Work instructions:
Rewrite every line of the data from the line containing "In this photo, each instance of the green scarf" down to the end of the data, requests included, scaling each coordinate in the answers by 1.25 and rounding it to a whole number, with halves rounded up.

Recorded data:
******
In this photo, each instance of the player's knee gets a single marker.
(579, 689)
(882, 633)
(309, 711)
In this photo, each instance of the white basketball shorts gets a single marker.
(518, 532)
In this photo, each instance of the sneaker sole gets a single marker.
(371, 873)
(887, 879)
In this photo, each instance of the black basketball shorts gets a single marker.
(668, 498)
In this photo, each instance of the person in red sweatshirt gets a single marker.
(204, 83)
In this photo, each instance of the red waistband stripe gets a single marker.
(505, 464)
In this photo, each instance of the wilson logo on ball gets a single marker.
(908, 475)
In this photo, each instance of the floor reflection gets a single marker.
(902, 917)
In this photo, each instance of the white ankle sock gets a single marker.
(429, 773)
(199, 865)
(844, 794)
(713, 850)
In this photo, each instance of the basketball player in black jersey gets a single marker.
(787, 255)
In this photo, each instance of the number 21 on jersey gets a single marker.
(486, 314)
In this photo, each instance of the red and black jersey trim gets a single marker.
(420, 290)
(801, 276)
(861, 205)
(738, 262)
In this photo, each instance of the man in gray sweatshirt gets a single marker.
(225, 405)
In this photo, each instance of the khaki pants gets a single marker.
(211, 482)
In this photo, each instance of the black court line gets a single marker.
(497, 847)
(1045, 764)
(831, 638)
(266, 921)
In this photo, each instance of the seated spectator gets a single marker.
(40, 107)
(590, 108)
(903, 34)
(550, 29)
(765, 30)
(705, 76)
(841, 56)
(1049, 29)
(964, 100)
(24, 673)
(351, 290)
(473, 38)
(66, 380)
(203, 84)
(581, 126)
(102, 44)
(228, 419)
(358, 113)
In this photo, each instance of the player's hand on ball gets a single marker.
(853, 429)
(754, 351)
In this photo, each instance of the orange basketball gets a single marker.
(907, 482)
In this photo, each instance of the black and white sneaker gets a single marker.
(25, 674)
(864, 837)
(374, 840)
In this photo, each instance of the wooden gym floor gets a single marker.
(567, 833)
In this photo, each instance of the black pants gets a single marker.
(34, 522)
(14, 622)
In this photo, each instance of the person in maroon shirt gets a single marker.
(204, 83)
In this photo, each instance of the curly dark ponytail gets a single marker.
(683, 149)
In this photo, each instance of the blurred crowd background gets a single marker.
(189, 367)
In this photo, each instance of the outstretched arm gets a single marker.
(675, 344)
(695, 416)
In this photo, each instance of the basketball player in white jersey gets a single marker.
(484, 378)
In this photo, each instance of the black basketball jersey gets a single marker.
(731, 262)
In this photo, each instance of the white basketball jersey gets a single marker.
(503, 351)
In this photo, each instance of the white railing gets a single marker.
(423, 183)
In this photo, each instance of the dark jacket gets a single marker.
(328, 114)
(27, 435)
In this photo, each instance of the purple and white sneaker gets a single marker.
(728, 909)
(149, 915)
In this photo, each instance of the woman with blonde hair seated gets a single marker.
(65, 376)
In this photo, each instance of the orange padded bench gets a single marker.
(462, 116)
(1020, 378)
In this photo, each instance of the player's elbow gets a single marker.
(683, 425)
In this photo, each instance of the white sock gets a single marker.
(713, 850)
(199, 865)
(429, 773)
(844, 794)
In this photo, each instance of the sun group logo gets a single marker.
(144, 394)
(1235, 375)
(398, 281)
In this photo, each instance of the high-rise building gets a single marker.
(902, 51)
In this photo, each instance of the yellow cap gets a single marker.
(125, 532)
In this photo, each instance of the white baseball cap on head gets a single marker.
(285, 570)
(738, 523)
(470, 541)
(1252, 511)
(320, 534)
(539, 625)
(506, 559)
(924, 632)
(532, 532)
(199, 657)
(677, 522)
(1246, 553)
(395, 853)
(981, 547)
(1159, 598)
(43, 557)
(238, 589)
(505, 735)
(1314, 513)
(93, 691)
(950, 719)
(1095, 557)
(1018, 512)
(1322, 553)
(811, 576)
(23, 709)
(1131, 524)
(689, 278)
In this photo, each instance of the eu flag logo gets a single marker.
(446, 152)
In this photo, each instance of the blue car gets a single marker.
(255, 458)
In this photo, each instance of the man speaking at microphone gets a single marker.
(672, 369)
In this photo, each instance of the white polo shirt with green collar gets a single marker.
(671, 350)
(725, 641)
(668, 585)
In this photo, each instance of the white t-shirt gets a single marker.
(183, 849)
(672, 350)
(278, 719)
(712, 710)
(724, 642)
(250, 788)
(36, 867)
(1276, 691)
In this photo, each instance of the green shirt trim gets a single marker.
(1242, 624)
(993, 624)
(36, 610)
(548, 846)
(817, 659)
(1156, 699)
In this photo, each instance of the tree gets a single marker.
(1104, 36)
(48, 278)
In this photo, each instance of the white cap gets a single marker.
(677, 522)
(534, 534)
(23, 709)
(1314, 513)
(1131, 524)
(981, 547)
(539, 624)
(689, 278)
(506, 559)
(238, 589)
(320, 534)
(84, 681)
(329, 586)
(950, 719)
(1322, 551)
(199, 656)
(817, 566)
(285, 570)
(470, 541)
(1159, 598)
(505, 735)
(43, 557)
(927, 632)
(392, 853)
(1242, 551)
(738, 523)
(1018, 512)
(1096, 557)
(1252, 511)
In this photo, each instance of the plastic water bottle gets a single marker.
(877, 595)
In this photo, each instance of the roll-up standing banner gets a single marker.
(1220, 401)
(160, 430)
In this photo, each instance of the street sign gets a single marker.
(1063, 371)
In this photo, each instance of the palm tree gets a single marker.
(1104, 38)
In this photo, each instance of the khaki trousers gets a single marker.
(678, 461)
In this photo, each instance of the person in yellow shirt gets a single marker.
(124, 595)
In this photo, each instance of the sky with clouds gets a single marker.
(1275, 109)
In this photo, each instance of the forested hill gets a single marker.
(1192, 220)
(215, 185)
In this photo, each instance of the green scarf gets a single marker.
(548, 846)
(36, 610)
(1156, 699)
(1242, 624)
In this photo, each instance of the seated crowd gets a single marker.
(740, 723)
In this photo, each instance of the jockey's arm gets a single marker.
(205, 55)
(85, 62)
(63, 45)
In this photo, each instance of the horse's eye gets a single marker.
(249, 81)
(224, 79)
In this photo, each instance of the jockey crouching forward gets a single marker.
******
Output for this exercise:
In this photo, each instance of the green scarf gets a single marker.
(685, 1058)
(45, 763)
(1445, 874)
(1553, 780)
In this photo, each instance of the seated crowd gets a single marker.
(925, 904)
In this photo, each instance of the jockey's arm gets a single marker.
(256, 69)
(106, 78)
(79, 56)
In this photo, each instance of the horse's eye gets a single marker.
(311, 101)
(280, 99)
In this photo, each instance of the jockey crouching forward gets a single marker.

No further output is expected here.